### Stored records
------
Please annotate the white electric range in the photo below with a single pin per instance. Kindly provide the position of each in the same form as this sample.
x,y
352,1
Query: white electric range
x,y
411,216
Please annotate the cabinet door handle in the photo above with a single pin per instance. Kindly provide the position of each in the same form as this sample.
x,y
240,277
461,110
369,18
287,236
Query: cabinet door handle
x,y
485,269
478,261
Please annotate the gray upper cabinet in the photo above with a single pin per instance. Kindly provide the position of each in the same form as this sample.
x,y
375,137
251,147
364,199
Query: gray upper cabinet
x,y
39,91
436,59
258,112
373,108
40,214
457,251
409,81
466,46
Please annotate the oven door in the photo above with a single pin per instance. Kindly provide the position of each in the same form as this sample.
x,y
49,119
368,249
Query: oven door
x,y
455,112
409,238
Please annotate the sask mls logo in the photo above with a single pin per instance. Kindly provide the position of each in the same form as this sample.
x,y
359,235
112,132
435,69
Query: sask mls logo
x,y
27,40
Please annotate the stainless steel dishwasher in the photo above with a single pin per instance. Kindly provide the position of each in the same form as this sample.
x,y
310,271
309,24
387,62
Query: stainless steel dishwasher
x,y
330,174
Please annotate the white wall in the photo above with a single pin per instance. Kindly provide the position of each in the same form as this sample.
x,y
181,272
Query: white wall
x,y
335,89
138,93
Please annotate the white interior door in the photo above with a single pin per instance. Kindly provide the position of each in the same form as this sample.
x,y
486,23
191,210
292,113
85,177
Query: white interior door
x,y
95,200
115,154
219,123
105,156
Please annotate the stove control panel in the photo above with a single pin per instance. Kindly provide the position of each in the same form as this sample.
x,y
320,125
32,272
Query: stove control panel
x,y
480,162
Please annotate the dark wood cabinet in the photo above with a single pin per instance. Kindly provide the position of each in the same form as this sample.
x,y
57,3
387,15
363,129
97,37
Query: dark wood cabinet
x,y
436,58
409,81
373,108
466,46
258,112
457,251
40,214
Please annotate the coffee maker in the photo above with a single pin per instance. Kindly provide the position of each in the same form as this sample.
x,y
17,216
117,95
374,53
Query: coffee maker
------
### INSTRUCTIONS TO FOLLOW
Repeat the records above exactly, with nothing left out.

### WRITTEN SOLUTION
Please annotate the white electric range in the photo below with a single pin per instance. Kindly provide the position of each in the same form as this sample.
x,y
352,1
Query: white electric range
x,y
411,216
Please annotate the cabinet door handle in the photo above with a single pin per instance. Kindly provide the position of each in the same form as this sample.
x,y
240,277
461,110
369,18
287,236
Query: cabinet door handle
x,y
485,269
478,261
Please annotate the gray upper cabinet in the photo above with a single pin per instance. Kindly provide the position of each in the same form as this sample.
x,y
375,137
251,147
364,199
Query: gray upper cabinet
x,y
39,91
436,59
258,112
373,108
40,214
457,251
409,81
466,46
Please annotate the oven door in the photo above with a single pin per instance. Kindly provide the position of each in the same form as this sample.
x,y
49,119
368,249
Query: oven door
x,y
455,112
409,238
Please annotate the sask mls logo in the photo above with a single pin per instance. Kindly provide the position of each in the same form as this sample.
x,y
359,235
112,132
435,69
Query: sask mls logo
x,y
27,40
Please annotate the stainless steel dishwasher in the photo above with a single pin per instance. Kindly provide the position of each in the same form as this sample.
x,y
310,271
309,24
387,62
Query: stainless steel dishwasher
x,y
330,174
Please annotate the white wall in the photo above with a single pin per instance. Kindly provide the position of each in the same form as this sample.
x,y
181,272
Query: white wall
x,y
335,89
138,93
Please annotate the white interior door in the photo above with a single pin per instance. Kindly provide the position of each in the same form as this sample.
x,y
486,23
191,210
292,113
85,177
Query: white interior door
x,y
95,200
115,154
219,123
105,156
Please annotate the stove control panel in the photo above with a single pin per instance. Kindly provide the position of each in the same form as this sample.
x,y
320,125
32,272
Query: stove control panel
x,y
480,162
Please annotate the dark wood cabinet in the photo above with a single pin per instance. Kindly provide the position of each in the same form as this sample.
x,y
57,3
387,15
363,129
97,37
Query: dark wood cabinet
x,y
436,58
409,81
373,108
466,46
258,112
457,251
40,214
Please annotate the coffee maker in the photo above with a single pin per instance. Kindly provide the position of each in the same form as this sample.
x,y
17,216
117,95
374,53
Query: coffee maker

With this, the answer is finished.